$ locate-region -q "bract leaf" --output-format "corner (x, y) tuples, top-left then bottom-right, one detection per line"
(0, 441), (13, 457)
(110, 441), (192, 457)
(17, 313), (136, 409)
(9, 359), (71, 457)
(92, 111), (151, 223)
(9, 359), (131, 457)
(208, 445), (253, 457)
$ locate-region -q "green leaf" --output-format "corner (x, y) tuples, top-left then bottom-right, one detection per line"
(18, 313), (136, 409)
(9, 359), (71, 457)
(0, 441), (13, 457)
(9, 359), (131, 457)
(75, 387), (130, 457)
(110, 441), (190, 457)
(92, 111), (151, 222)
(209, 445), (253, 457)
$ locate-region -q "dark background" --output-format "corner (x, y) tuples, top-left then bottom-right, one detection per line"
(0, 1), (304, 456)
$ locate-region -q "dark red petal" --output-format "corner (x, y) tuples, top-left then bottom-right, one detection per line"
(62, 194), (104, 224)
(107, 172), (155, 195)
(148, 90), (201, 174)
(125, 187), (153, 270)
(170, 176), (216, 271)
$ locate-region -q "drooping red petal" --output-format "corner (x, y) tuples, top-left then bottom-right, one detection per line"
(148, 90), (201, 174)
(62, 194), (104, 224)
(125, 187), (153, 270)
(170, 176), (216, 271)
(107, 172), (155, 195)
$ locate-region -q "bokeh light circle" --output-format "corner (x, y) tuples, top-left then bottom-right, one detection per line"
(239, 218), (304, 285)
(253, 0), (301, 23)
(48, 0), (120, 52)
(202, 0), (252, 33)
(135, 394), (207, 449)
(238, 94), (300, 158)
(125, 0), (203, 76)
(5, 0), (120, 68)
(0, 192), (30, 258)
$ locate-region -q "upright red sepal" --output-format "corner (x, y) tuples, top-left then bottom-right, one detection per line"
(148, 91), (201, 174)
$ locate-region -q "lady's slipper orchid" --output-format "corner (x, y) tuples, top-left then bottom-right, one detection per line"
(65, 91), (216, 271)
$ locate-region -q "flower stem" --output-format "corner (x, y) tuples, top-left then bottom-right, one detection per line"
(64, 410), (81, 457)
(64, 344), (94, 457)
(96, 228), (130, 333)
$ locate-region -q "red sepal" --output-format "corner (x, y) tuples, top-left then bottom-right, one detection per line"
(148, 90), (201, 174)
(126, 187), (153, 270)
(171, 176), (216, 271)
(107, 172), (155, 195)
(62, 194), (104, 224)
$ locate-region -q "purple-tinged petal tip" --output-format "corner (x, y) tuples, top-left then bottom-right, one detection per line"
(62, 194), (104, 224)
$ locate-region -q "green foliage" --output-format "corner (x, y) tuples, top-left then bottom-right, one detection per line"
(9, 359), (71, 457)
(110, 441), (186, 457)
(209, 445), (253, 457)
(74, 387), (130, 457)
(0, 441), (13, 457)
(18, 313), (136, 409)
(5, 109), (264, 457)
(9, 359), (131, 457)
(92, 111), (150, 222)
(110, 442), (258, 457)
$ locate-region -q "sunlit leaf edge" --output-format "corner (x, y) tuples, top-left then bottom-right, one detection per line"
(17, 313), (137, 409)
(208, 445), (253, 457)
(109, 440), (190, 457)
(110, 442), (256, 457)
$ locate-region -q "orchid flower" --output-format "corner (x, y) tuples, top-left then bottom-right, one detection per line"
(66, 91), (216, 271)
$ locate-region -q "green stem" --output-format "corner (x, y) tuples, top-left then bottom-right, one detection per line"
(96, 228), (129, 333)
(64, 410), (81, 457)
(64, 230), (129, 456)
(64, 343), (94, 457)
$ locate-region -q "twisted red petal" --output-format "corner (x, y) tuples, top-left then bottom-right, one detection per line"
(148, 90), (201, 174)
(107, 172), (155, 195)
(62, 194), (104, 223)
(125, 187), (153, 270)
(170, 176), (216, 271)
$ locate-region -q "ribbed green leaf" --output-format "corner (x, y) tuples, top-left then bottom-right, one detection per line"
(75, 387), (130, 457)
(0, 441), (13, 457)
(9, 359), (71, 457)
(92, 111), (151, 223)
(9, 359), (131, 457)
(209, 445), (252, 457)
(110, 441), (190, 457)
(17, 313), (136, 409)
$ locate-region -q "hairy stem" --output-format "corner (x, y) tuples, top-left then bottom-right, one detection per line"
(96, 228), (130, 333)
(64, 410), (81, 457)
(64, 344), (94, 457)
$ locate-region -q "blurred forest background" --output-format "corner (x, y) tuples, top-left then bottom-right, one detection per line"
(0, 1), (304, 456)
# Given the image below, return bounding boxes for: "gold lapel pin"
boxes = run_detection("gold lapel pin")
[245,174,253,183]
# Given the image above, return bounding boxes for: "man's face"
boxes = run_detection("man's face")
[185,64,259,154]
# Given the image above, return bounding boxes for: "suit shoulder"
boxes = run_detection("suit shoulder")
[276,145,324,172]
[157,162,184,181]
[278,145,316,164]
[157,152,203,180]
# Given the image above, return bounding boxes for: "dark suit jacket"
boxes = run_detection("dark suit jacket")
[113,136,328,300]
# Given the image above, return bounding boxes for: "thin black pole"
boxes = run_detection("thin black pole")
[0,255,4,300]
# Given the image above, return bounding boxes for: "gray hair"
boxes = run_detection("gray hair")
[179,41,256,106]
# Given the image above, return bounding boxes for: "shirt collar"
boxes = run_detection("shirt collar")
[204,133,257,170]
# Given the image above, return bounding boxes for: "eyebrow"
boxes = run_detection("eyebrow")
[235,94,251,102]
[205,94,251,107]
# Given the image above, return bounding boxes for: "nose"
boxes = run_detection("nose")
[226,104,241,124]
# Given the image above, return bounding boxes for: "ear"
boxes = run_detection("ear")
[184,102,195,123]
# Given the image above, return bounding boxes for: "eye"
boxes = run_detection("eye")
++++++++
_WHAT THIS TASK INVOLVES_.
Take every line above where "return" appears and copy it.

_ANSWER TO THIS PROBLEM_.
# Given the image below, return bounding boxes for: "gold lapel pin"
# Given the image above, return bounding boxes for: "man's face"
# Given the image above, return bounding boxes for: "suit shoulder"
# Given the image above, return bounding boxes for: "dark suit jacket"
# Given the image above, return bounding boxes for: "thin black pole"
# Given the image above, return bounding boxes for: "gray hair"
# Given the image above, return bounding boxes for: "shirt collar"
# Given the image above, return bounding boxes for: "eyebrow"
# Given the image above, return bounding boxes for: "nose"
# Given the image above, return bounding boxes for: "ear"
# Given the image above, return bounding boxes for: "eye"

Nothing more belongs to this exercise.